--- START SELECTED PASSAGE ---
You are viewing a plain text version of this content. The canonical link for it is here.
Posted to dev@lucene.apache.org by Andrea Gazzarini <a....@sease.io> on 2018/07/26 12:41:11 UTC

Synonyms + autoGeneratePhraseQueries

Hi, still fighting with synonyms, I have another question.

I'm not understanding the role, and the effect, of the 
"autoGeneratePhraseQueries" attribute in a synonym context.
I mean, if I have the following field type:

<fieldtype name="custom_text" class="solr.TextField" 
autoGeneratePhraseQueries="true">
        <analyzer type="index">
            <tokenizer class="solr.StandardTokenizerFactory"/>
            <filter class="solr.LowerCaseFilterFactory"/>
        </analyzer>
        <analyzer type="query">
            <tokenizer class="solr.StandardTokenizerFactory"/>
            <filter class="solr.LowerCaseFilterFactory"/>
            <filter class="solr.SynonymGraphFilterFactory" synonyms="synonyms.txt" 
ignoreCase="false" expand="true"/>
        </analyzer>
</fieldtype>

with the following synonym: *out of warranty,oow*

with the following query: *q=out of warranty*

The output query is exactly what I would expect: *(title:oow 
PhraseQuery(title:"out of warranty"))*

Setting the autoGeneratePhraseQueries to *false* (or better, forgetting 
the attribute declaration at all), the output query is:

*(title:oow (+title:out +title:of +title:warranty))*

Which matches things like "I had to step out for renewing the warranty 
of my device".

This, at first glance sounds to me completely wrong. Or, better, I'm not 
able to imagine a use case where that synonym decomposition could be 
useful. Is that wanted? I would say that the query parser should always 
generates a phrase query for multi-term synonyms, like in the first 
example (i.e. autoGeneratePhraseQueries=true).
--- END SELECTED PASSAGE ---
--- START ITEMS ---
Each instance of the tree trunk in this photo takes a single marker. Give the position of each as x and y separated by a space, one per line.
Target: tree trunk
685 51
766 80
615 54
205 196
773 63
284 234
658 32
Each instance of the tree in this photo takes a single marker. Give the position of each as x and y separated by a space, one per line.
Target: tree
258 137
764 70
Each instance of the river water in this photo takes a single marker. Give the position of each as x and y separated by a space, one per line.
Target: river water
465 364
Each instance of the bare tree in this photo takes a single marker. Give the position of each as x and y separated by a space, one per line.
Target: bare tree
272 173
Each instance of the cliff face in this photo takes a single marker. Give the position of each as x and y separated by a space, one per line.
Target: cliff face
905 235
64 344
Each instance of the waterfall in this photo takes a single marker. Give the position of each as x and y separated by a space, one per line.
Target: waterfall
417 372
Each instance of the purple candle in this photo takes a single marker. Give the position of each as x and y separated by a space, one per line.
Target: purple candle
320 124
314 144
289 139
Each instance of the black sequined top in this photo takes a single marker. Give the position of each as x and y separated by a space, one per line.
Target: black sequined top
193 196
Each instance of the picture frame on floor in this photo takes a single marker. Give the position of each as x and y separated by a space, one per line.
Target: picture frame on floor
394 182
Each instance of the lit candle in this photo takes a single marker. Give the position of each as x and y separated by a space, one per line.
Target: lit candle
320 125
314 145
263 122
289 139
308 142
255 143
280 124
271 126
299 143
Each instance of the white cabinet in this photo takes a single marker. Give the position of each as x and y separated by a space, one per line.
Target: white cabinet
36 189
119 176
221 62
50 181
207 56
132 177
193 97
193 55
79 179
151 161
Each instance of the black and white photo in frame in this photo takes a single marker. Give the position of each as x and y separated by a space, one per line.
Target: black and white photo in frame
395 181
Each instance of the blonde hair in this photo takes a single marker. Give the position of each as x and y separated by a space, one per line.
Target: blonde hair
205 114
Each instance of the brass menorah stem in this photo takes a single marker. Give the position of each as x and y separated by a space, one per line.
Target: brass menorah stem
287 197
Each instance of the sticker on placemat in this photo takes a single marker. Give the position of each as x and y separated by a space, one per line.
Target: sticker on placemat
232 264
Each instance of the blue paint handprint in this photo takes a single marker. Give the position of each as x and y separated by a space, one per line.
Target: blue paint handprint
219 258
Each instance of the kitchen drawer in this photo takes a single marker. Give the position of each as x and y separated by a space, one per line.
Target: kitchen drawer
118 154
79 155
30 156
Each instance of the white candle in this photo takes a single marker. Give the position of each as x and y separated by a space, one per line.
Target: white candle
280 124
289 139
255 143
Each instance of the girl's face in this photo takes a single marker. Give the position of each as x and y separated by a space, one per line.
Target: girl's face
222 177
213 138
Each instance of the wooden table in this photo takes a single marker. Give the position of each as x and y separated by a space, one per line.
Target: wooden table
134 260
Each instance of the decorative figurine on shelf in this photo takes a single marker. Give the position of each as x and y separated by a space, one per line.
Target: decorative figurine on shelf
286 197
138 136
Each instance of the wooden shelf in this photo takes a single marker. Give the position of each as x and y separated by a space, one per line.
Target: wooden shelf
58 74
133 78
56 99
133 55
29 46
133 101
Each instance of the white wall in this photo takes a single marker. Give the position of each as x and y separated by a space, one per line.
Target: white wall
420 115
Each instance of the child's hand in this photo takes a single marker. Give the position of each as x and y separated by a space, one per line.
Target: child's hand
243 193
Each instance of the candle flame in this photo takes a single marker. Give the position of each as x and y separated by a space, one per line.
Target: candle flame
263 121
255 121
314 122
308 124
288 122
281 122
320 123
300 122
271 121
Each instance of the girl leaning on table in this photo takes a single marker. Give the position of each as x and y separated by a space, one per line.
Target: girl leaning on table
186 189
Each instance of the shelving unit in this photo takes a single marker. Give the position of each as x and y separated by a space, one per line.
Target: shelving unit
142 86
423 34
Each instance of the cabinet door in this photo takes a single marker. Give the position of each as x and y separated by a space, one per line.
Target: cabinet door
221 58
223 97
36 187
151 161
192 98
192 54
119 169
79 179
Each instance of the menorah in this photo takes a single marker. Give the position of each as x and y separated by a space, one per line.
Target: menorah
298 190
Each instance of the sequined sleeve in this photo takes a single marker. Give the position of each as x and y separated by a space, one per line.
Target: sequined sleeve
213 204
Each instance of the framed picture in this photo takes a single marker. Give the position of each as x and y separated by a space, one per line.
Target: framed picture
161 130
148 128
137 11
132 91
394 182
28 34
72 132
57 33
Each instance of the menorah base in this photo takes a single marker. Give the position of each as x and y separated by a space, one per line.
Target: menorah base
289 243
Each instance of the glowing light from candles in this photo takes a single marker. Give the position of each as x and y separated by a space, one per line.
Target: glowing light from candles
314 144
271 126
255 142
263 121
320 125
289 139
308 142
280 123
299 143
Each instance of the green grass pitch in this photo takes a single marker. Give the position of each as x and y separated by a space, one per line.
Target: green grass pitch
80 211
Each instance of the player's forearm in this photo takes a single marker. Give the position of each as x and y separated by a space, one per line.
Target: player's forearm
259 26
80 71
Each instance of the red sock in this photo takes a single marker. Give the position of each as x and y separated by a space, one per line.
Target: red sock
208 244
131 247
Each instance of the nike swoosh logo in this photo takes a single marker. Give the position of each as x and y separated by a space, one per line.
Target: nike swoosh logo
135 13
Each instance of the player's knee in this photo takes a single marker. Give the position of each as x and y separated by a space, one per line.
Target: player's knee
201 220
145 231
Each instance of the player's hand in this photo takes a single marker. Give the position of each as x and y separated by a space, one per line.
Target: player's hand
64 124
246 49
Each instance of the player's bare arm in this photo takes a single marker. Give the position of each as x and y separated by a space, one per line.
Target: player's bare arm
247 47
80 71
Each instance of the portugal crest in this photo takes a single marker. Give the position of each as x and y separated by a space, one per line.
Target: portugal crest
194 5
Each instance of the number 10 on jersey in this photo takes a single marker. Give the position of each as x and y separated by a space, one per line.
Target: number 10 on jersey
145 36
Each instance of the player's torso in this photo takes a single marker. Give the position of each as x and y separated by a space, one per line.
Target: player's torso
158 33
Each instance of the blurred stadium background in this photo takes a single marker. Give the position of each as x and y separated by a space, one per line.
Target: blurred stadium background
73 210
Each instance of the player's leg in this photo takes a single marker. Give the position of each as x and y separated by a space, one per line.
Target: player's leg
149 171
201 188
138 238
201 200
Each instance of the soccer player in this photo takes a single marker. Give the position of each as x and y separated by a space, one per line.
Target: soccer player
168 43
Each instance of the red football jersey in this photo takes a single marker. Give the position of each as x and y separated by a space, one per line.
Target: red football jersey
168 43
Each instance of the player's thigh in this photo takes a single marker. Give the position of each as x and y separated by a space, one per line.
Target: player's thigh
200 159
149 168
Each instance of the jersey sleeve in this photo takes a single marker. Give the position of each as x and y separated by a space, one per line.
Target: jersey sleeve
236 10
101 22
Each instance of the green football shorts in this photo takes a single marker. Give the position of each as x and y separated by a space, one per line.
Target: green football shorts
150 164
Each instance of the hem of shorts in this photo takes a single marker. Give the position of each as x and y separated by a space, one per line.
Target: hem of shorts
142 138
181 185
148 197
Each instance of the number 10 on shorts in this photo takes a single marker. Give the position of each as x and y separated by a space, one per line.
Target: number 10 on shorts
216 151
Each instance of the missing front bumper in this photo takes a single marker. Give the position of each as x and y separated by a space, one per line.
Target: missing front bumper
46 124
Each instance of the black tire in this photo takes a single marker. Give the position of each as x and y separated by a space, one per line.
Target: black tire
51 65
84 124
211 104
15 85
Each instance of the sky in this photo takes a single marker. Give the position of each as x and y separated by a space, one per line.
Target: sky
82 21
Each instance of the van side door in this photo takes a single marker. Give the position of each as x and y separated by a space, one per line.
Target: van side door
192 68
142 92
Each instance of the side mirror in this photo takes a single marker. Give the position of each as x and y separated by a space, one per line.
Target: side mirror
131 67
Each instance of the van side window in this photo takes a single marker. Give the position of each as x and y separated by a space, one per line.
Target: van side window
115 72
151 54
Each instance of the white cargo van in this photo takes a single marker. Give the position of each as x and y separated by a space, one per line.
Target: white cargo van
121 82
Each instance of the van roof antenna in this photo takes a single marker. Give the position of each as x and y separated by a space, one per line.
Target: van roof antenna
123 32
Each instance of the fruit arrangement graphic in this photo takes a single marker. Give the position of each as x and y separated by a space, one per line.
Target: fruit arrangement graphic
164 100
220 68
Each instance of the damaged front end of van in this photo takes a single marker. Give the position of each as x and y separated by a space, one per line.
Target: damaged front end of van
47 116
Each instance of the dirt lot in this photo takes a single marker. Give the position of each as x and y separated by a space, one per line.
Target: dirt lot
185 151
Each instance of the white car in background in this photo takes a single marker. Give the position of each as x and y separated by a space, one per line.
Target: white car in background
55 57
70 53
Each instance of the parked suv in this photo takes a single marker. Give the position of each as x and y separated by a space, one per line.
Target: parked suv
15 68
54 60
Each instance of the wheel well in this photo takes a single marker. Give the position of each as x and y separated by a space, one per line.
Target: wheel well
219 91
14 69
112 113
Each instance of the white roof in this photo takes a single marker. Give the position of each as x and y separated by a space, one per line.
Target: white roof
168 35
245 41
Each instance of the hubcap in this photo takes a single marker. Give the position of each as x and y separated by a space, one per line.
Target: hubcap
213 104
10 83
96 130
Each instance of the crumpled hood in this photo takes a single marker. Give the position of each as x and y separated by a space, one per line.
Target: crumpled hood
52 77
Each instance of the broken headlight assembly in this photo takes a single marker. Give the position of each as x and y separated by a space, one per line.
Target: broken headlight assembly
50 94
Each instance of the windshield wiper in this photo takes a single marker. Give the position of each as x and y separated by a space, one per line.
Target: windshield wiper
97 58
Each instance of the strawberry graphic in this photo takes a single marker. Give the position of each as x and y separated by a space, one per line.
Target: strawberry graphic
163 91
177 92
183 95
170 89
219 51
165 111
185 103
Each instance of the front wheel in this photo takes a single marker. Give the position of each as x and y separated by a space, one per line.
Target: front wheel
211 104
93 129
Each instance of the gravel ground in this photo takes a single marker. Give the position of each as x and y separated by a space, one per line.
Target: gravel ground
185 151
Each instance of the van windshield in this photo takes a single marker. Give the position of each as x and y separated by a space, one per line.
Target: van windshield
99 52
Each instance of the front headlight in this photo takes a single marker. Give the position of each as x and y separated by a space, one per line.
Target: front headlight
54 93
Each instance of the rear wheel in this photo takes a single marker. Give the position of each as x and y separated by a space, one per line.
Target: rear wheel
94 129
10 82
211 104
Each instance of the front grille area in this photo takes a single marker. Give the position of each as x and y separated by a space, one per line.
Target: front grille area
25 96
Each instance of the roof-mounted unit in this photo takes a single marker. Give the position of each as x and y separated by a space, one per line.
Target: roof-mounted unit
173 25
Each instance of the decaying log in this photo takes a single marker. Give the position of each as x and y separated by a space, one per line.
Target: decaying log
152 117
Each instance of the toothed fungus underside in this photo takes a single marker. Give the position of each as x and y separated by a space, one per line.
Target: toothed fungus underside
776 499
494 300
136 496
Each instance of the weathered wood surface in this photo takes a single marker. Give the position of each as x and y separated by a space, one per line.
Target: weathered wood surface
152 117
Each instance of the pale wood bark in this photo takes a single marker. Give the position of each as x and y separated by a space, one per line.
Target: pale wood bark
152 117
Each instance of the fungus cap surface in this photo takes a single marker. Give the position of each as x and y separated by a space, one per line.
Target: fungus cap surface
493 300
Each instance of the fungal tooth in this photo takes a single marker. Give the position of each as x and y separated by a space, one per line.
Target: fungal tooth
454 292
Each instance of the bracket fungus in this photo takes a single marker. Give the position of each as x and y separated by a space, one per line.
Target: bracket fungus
--- END ITEMS ---
**WHAT YOU HAVE TO DO:** Reproduce the post on synonyms and autoGeneratePhraseQueries between "This, at first" and "example (i.e. autoGeneratePhraseQueries=true).", inclusive. The data above has no role here.

**FINAL ANSWER:**
This, at first glance sounds to me completely wrong. Or, better, I'm not 
able to imagine a use case where that synonym decomposition could be 
useful. Is that wanted? I would say that the query parser should always 
generates a phrase query for multi-term synonyms, like in the first 
example (i.e. autoGeneratePhraseQueries=true).